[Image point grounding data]
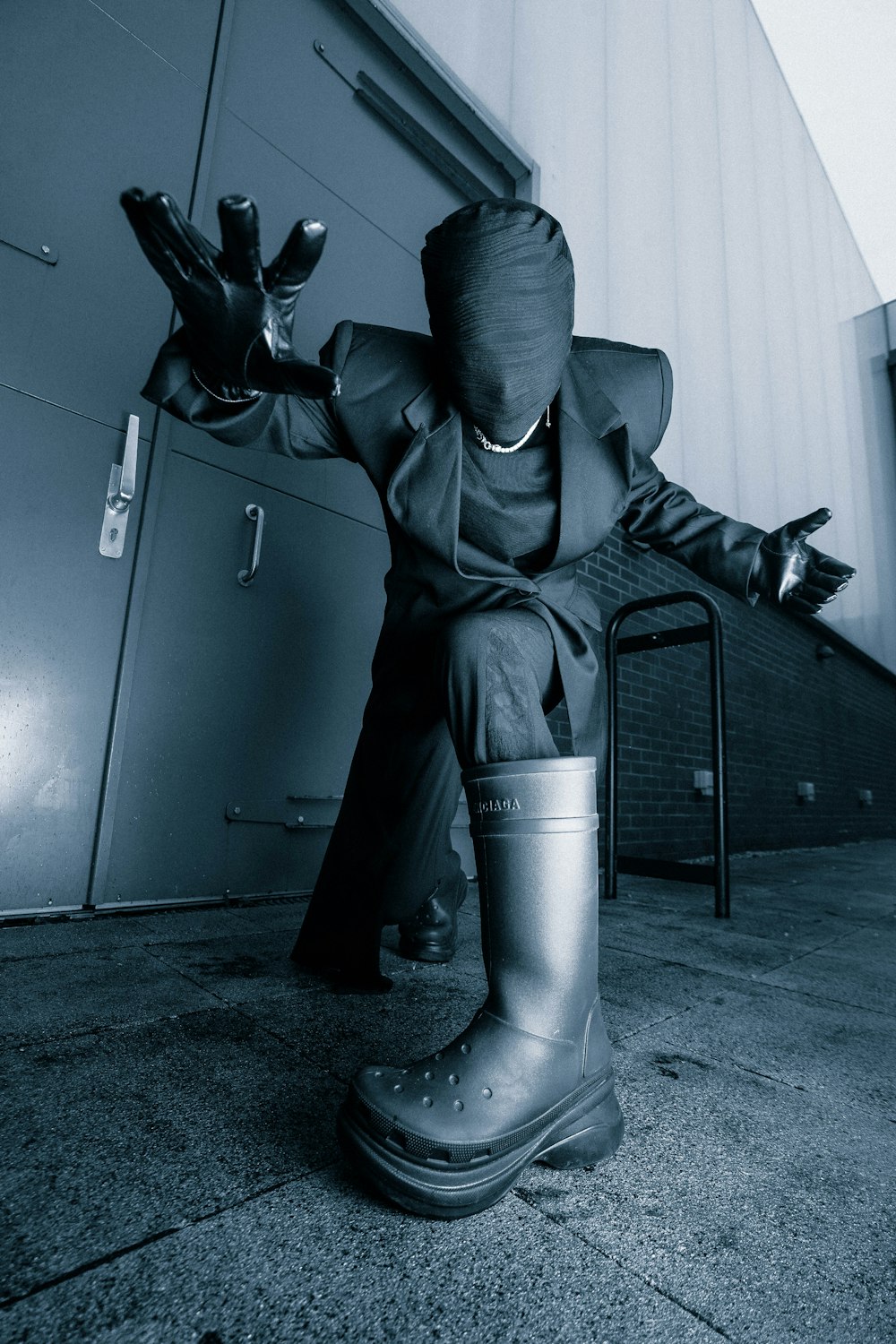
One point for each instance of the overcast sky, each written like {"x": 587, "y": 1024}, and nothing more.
{"x": 839, "y": 58}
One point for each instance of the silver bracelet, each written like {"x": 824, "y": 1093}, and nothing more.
{"x": 230, "y": 401}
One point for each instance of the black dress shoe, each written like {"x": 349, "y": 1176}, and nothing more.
{"x": 346, "y": 970}
{"x": 430, "y": 935}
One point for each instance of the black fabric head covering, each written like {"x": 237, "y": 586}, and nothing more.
{"x": 500, "y": 292}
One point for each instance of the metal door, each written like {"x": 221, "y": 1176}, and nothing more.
{"x": 245, "y": 701}
{"x": 90, "y": 101}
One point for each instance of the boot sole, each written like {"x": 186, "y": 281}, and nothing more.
{"x": 586, "y": 1136}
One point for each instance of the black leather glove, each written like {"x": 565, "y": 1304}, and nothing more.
{"x": 796, "y": 574}
{"x": 238, "y": 314}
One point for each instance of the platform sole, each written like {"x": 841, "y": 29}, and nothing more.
{"x": 586, "y": 1136}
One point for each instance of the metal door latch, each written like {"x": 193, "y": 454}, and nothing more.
{"x": 123, "y": 483}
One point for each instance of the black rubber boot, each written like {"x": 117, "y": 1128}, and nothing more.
{"x": 430, "y": 935}
{"x": 530, "y": 1080}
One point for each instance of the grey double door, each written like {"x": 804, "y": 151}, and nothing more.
{"x": 163, "y": 726}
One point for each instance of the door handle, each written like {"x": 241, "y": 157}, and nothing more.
{"x": 255, "y": 513}
{"x": 123, "y": 486}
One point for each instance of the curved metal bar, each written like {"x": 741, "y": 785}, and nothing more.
{"x": 719, "y": 747}
{"x": 255, "y": 513}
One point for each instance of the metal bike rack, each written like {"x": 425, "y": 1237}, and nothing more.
{"x": 708, "y": 632}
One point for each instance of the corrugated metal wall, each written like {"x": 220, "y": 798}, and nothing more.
{"x": 702, "y": 220}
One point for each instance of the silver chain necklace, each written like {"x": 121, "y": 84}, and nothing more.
{"x": 497, "y": 448}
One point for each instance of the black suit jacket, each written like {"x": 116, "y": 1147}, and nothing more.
{"x": 394, "y": 418}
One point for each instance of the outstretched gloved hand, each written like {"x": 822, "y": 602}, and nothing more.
{"x": 796, "y": 574}
{"x": 238, "y": 314}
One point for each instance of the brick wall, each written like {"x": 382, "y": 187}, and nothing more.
{"x": 790, "y": 717}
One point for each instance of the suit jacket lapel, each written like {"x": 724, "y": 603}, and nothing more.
{"x": 425, "y": 489}
{"x": 592, "y": 468}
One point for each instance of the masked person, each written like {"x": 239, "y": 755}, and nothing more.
{"x": 504, "y": 451}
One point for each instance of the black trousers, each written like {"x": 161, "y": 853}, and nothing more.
{"x": 473, "y": 693}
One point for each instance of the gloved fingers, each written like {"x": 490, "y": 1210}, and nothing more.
{"x": 796, "y": 602}
{"x": 190, "y": 250}
{"x": 801, "y": 527}
{"x": 289, "y": 374}
{"x": 239, "y": 257}
{"x": 156, "y": 252}
{"x": 837, "y": 569}
{"x": 815, "y": 593}
{"x": 297, "y": 257}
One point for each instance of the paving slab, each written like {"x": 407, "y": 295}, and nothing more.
{"x": 740, "y": 946}
{"x": 766, "y": 1210}
{"x": 43, "y": 997}
{"x": 638, "y": 992}
{"x": 810, "y": 1043}
{"x": 426, "y": 1008}
{"x": 319, "y": 1261}
{"x": 241, "y": 968}
{"x": 115, "y": 1137}
{"x": 856, "y": 969}
{"x": 88, "y": 933}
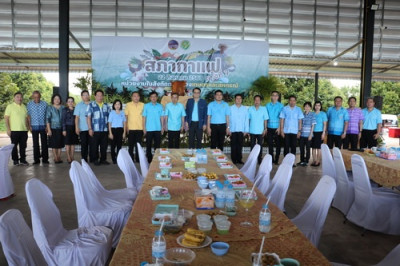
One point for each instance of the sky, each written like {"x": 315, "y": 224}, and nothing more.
{"x": 53, "y": 77}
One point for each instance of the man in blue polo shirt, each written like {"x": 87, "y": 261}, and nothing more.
{"x": 338, "y": 121}
{"x": 239, "y": 123}
{"x": 196, "y": 119}
{"x": 175, "y": 118}
{"x": 37, "y": 121}
{"x": 258, "y": 117}
{"x": 372, "y": 125}
{"x": 218, "y": 121}
{"x": 153, "y": 125}
{"x": 274, "y": 109}
{"x": 291, "y": 123}
{"x": 97, "y": 119}
{"x": 81, "y": 126}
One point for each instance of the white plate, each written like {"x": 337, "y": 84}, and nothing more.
{"x": 207, "y": 241}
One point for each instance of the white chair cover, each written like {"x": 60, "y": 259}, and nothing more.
{"x": 312, "y": 216}
{"x": 6, "y": 184}
{"x": 249, "y": 168}
{"x": 125, "y": 195}
{"x": 289, "y": 159}
{"x": 393, "y": 258}
{"x": 144, "y": 164}
{"x": 279, "y": 186}
{"x": 328, "y": 166}
{"x": 82, "y": 246}
{"x": 133, "y": 178}
{"x": 375, "y": 210}
{"x": 16, "y": 237}
{"x": 344, "y": 196}
{"x": 263, "y": 175}
{"x": 93, "y": 208}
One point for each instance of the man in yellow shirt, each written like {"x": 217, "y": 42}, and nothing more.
{"x": 133, "y": 113}
{"x": 16, "y": 119}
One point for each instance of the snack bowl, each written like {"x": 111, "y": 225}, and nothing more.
{"x": 173, "y": 227}
{"x": 219, "y": 248}
{"x": 179, "y": 256}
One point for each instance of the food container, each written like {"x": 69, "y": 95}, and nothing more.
{"x": 223, "y": 227}
{"x": 204, "y": 200}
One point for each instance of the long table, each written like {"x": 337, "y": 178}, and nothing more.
{"x": 284, "y": 238}
{"x": 384, "y": 172}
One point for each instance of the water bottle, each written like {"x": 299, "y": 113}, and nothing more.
{"x": 230, "y": 197}
{"x": 220, "y": 197}
{"x": 158, "y": 248}
{"x": 265, "y": 219}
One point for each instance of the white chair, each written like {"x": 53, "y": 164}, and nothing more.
{"x": 312, "y": 216}
{"x": 133, "y": 178}
{"x": 125, "y": 195}
{"x": 279, "y": 186}
{"x": 328, "y": 166}
{"x": 144, "y": 164}
{"x": 375, "y": 210}
{"x": 82, "y": 246}
{"x": 263, "y": 174}
{"x": 93, "y": 208}
{"x": 16, "y": 237}
{"x": 289, "y": 159}
{"x": 249, "y": 168}
{"x": 6, "y": 184}
{"x": 344, "y": 196}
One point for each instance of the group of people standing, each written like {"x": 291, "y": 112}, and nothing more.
{"x": 95, "y": 122}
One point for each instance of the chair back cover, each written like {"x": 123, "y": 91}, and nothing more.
{"x": 144, "y": 164}
{"x": 133, "y": 178}
{"x": 393, "y": 258}
{"x": 312, "y": 216}
{"x": 289, "y": 159}
{"x": 263, "y": 174}
{"x": 279, "y": 186}
{"x": 344, "y": 196}
{"x": 249, "y": 168}
{"x": 6, "y": 184}
{"x": 16, "y": 237}
{"x": 47, "y": 226}
{"x": 328, "y": 166}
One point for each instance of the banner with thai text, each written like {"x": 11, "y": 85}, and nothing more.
{"x": 153, "y": 63}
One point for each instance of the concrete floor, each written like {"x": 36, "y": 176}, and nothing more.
{"x": 339, "y": 242}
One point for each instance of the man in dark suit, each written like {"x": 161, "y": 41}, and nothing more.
{"x": 196, "y": 118}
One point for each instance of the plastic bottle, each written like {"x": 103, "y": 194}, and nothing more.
{"x": 265, "y": 219}
{"x": 220, "y": 197}
{"x": 158, "y": 248}
{"x": 230, "y": 197}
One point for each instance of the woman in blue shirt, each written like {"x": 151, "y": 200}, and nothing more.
{"x": 68, "y": 125}
{"x": 319, "y": 133}
{"x": 54, "y": 127}
{"x": 116, "y": 128}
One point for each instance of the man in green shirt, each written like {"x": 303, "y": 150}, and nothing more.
{"x": 17, "y": 124}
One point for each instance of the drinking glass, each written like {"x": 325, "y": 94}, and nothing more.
{"x": 247, "y": 199}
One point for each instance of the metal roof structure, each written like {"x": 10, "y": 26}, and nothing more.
{"x": 305, "y": 36}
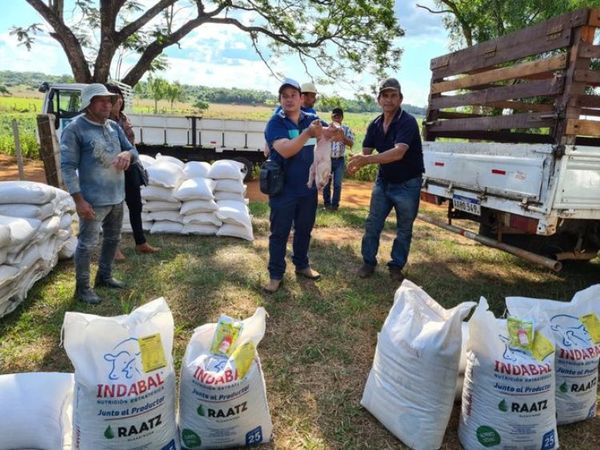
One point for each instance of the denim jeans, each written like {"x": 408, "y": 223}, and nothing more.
{"x": 302, "y": 213}
{"x": 110, "y": 220}
{"x": 133, "y": 198}
{"x": 337, "y": 175}
{"x": 404, "y": 198}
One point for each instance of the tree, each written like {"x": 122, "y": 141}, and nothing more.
{"x": 157, "y": 88}
{"x": 174, "y": 92}
{"x": 337, "y": 35}
{"x": 473, "y": 21}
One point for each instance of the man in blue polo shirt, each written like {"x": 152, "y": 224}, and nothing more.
{"x": 291, "y": 136}
{"x": 395, "y": 136}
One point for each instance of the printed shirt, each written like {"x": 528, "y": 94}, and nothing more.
{"x": 402, "y": 130}
{"x": 87, "y": 150}
{"x": 297, "y": 167}
{"x": 338, "y": 149}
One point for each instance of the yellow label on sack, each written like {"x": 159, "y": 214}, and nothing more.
{"x": 542, "y": 347}
{"x": 592, "y": 325}
{"x": 520, "y": 333}
{"x": 153, "y": 354}
{"x": 243, "y": 357}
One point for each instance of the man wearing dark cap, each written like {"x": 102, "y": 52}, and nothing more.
{"x": 338, "y": 150}
{"x": 291, "y": 136}
{"x": 395, "y": 136}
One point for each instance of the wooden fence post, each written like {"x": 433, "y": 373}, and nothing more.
{"x": 18, "y": 153}
{"x": 49, "y": 149}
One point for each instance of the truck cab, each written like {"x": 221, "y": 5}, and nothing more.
{"x": 63, "y": 100}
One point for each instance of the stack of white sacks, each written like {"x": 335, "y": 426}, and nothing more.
{"x": 194, "y": 198}
{"x": 35, "y": 231}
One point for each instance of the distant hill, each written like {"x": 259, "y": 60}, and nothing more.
{"x": 191, "y": 94}
{"x": 33, "y": 80}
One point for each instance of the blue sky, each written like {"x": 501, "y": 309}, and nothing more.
{"x": 222, "y": 56}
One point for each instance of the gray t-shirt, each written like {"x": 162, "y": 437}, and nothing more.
{"x": 87, "y": 150}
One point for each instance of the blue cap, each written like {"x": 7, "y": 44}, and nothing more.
{"x": 288, "y": 82}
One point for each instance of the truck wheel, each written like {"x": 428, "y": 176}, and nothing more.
{"x": 249, "y": 167}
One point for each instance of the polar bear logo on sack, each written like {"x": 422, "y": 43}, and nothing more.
{"x": 510, "y": 353}
{"x": 573, "y": 332}
{"x": 123, "y": 360}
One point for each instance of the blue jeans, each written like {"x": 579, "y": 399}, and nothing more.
{"x": 109, "y": 219}
{"x": 404, "y": 198}
{"x": 302, "y": 213}
{"x": 337, "y": 174}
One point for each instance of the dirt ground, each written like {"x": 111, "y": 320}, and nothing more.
{"x": 354, "y": 193}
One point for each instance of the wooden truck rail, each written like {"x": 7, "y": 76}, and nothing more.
{"x": 531, "y": 86}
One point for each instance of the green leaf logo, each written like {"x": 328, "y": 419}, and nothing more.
{"x": 190, "y": 439}
{"x": 487, "y": 436}
{"x": 108, "y": 433}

**Your goal:** Take the line that contains "One point for each instance of the wooden truck" and every line after it to the end of the entries above, and reproduce them exactly.

**Result:**
One point for each instance of the wooden truck rail, each written like {"x": 7, "y": 76}, and nothing more.
{"x": 531, "y": 86}
One point for each instance of the green leaf logo, each written like {"x": 328, "y": 419}, and nothing more.
{"x": 190, "y": 439}
{"x": 487, "y": 436}
{"x": 108, "y": 433}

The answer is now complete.